*PROBLEM STATEMENT:*
In the car audio forum thread, which amplifier runs the Kicker L7 QB8 in the 2016 Civic?

*DOCUMENT SECTION:*

◆ ◆ ◆ ◆ ◆

You can have as many preset's as you want.


----------



## quality_sound (Dec 25, 2005)

fourthmeal said:


> Out of all this, I noticed it doesn't support center channel. Or am I mistaken?
> 
> edit: Exception of the MS-8, the only one I've found that can do center properly is the Audison Prima line.



H800 does as well. 


Sent from my iPhone using Tapatalk


----------



## Niick (Jun 3, 2015)

jowens500 said:


> You can have as many preset's as you want.


oh, right. 

So you can change configuration files, and since you don't need a laptop to load it, changing it via iOS or android then makes it a "preset".

Yes, good thinking. I stand corrected.


----------



## jowens500 (Sep 5, 2008)

Here are a few pictures of a friends 2016 Civic. There's Audiofrog speakers in the factory locations and a Kicker L7 QB8 ran by an IQ1000.5. The L7 QB8 is a little monster.


----------



## firebirdude (Dec 24, 2009)

The QB8 is a friggin BEAST.


----------



## Niick (Jun 3, 2015)

Way cool.


----------



## Babs (Jul 6, 2007)

Nicely done! I like the neat and tidy amp placement. 


Sent from iPhone using Tapatalk


----------



## jeeplaw (Oct 12, 2015)

Bumping this thread because there arent too many IQ threads on this board. Just bought and will be using a 1000.5 in my new Scatpack soon. Waiting for a LC7I to come in to act as my pre-amp. Hoping to find an IQI on the cheap too for that bluetooth tuning promised land!


----------



## jowens500 (Sep 5, 2008)

◆ ◆ ◆ ◆ ◆

*DATA:*
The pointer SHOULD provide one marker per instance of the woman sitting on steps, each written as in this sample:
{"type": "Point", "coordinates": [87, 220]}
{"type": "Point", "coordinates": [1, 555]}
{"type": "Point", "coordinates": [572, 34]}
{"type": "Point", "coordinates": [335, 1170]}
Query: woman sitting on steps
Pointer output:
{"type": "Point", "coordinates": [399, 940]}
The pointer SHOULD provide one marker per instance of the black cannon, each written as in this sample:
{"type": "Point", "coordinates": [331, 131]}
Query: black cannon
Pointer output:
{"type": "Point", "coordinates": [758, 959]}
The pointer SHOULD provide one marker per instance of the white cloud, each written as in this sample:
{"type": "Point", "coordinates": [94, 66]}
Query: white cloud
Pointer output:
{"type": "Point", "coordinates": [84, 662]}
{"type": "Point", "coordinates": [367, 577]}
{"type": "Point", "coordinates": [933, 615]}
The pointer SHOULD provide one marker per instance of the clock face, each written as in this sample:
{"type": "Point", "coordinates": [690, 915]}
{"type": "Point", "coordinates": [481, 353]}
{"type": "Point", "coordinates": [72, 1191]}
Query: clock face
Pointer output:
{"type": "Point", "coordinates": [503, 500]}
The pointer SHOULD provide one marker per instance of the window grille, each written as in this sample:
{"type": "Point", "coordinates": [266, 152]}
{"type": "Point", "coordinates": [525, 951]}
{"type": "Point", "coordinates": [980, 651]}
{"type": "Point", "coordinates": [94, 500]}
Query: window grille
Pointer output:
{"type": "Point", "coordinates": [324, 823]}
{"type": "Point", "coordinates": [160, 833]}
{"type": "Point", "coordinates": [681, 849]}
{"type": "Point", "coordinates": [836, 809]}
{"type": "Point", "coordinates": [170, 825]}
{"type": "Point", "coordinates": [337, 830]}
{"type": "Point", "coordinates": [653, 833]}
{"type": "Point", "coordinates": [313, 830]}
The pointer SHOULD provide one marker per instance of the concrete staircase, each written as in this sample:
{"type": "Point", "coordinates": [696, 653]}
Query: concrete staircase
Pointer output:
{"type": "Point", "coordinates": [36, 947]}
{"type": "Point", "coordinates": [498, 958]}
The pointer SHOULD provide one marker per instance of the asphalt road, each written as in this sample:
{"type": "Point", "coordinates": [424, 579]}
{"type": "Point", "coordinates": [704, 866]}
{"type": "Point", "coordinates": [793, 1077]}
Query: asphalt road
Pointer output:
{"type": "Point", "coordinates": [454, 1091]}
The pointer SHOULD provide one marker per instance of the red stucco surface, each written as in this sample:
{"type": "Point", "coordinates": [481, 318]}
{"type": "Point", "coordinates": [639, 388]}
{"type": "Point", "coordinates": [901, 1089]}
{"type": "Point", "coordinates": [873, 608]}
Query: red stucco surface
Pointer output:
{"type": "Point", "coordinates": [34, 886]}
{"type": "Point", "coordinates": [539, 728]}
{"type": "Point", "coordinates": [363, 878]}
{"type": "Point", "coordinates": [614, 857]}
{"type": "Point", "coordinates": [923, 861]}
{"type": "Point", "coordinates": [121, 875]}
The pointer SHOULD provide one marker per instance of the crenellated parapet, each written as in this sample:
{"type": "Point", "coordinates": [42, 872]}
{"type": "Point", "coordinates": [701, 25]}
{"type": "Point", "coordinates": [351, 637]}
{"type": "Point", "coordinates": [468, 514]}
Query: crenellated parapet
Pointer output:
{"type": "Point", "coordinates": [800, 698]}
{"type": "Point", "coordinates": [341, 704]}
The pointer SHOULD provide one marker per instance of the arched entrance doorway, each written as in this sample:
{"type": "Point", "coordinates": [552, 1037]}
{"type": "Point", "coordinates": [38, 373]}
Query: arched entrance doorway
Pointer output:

◆ ◆ ◆ ◆ ◆

*RESPONSE FOR THIS EXERCISE:*
An IQ1000.5